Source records

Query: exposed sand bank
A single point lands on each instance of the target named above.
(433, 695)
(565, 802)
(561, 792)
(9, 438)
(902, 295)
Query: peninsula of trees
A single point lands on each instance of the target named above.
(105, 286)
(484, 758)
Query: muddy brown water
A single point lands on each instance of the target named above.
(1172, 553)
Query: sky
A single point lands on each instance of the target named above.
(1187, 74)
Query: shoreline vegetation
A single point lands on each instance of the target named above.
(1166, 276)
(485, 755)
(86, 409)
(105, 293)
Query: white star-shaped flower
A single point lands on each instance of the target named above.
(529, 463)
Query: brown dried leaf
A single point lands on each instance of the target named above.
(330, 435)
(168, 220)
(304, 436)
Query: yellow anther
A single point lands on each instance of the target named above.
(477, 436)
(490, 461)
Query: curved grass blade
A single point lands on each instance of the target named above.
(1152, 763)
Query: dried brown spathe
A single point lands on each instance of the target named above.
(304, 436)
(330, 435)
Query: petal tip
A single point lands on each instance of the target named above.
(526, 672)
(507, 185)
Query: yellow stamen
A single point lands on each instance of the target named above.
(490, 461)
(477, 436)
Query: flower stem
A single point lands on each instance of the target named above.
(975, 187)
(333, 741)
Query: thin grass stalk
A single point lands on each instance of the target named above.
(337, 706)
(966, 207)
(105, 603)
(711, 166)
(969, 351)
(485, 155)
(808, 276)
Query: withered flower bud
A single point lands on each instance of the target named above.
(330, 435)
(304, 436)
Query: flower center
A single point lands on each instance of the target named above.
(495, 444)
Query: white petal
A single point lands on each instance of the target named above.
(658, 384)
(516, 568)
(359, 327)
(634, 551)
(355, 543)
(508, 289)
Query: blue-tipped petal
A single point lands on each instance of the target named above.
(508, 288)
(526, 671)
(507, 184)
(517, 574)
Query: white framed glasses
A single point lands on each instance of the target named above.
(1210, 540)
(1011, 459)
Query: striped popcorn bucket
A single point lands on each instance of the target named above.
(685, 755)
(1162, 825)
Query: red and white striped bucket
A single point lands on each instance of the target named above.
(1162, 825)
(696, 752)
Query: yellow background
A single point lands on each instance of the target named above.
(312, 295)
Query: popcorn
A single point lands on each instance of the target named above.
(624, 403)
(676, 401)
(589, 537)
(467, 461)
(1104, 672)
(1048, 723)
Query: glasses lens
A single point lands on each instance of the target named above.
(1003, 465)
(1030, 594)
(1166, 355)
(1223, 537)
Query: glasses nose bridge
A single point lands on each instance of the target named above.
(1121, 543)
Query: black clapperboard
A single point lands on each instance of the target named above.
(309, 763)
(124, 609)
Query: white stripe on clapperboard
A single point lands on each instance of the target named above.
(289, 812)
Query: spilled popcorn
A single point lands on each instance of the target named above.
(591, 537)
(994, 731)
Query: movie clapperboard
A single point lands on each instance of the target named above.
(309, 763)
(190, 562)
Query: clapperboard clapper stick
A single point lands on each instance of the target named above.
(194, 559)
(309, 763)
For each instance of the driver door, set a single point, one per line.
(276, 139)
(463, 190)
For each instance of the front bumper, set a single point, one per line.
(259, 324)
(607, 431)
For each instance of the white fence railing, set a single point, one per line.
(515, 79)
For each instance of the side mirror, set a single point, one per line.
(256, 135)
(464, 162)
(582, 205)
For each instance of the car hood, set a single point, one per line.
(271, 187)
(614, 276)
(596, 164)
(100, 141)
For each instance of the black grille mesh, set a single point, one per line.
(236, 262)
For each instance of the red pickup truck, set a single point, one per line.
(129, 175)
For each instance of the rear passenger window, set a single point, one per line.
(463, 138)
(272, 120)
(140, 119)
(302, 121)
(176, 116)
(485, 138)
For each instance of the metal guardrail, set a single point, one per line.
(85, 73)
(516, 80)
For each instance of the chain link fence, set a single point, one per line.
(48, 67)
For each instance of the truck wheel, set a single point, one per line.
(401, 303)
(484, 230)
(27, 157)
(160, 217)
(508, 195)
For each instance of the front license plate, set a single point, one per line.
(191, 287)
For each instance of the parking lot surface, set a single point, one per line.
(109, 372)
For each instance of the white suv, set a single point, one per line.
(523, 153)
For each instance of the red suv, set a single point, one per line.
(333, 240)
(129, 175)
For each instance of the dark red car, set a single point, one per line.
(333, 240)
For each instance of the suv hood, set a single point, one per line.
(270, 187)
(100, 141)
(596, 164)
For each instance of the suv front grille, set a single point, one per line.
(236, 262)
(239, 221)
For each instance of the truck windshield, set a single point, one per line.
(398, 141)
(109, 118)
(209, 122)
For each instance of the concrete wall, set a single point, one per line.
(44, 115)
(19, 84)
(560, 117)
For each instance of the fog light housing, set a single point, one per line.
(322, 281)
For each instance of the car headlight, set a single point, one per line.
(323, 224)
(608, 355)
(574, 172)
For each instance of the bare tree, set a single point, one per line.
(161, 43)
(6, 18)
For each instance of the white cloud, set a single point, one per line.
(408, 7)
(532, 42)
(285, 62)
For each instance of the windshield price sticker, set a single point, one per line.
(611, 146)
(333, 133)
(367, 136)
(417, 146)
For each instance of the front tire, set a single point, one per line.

» **Your goal**: Provide, as a JSON list of strings with one string per line and blank lines omitted, everything from the line containing "For each instance of the red pickup" down to the final line of the entries above, both ends included.

» **Response for this exercise**:
[
  "For each instance of the red pickup truck, set a single point, one per line.",
  "(129, 175)",
  "For each instance of the rear passenger window, set a single point, one per line.",
  "(463, 138)",
  "(272, 120)",
  "(140, 119)",
  "(302, 121)",
  "(176, 116)",
  "(485, 138)",
  "For each instance of the metal guardrail, set a single point, one per line.",
  "(85, 73)",
  "(516, 80)",
  "For each instance of the chain link fence, set a single point, one per line.",
  "(48, 67)",
  "For each instance of the truck wheel, set a single point, one per line.",
  "(401, 303)",
  "(484, 230)",
  "(27, 157)",
  "(160, 217)",
  "(508, 195)",
  "For each instance of the front license plate, set a single point, one per line.",
  "(191, 287)",
  "For each instance of the parking lot surface, set a single point, one per line.",
  "(109, 372)",
  "For each instance of the white suv, set a single point, one per line.",
  "(523, 153)",
  "For each instance of the red suv, set a single point, one per line.",
  "(333, 240)",
  "(129, 175)",
  "For each instance of the dark red car, set a single point, one per line.",
  "(333, 240)",
  "For each instance of the suv hood, set a single point, one per line.",
  "(270, 187)",
  "(100, 141)",
  "(596, 164)",
  "For each instance of the suv front grille, set a single point, one per line.",
  "(236, 262)",
  "(239, 221)",
  "For each instance of the truck windshield, set a single point, one per line.",
  "(398, 141)",
  "(109, 118)",
  "(209, 122)",
  "For each instance of the concrete wall, set a single point, one per line.",
  "(44, 115)",
  "(19, 84)",
  "(560, 117)",
  "For each instance of the fog light housing, set a single point, one per line.",
  "(322, 281)",
  "For each instance of the car headlight, set a single point, one per line.",
  "(323, 224)",
  "(608, 355)",
  "(574, 172)",
  "For each instance of the bare tree, set a single point, one per line.",
  "(161, 43)",
  "(6, 18)",
  "For each instance of the white cloud, set a single point, one per line.",
  "(408, 7)",
  "(532, 42)",
  "(285, 62)",
  "For each instance of the windshield price sticker, set a single point, one per line.",
  "(611, 146)",
  "(333, 133)",
  "(367, 136)",
  "(417, 146)",
  "For each instance of the front tire, set a single point, one per line."
]